- Exercise
Rewrite the lines below, replacing every "drawer pull handle" with "cabinet door knob" and leaving everything else unchanged. Omit the pictures from the output.

- Record extracts
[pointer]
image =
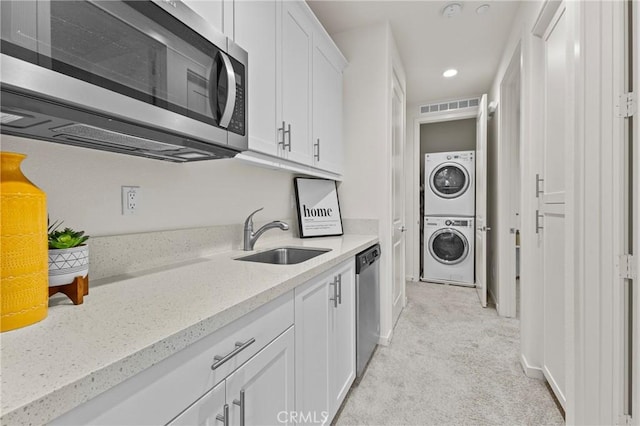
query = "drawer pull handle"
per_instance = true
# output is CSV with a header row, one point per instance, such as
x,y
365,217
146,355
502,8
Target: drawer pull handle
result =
x,y
240,403
334,299
239,348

- Full output
[pointer]
image =
query = "cabinet door knob"
per_instance = true
# output is CSV with a header row, one point per instance, such as
x,y
365,217
146,355
502,8
Target: cabinet door knob
result =
x,y
240,403
334,299
239,348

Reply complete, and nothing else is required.